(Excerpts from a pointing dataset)
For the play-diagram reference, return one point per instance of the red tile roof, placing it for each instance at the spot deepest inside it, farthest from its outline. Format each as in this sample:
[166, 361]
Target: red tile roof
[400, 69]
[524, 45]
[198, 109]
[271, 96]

#### Work instructions
Print each of the items above verbatim, leaving every character unchanged.

#### Reply to the task
For the play-diagram reference, return one point per instance of the red tile roof, placing it for each instance at the spot deepest inside it, farthest from its outline. Format each as in this sample:
[166, 361]
Target: red tile roof
[400, 69]
[524, 45]
[198, 109]
[271, 96]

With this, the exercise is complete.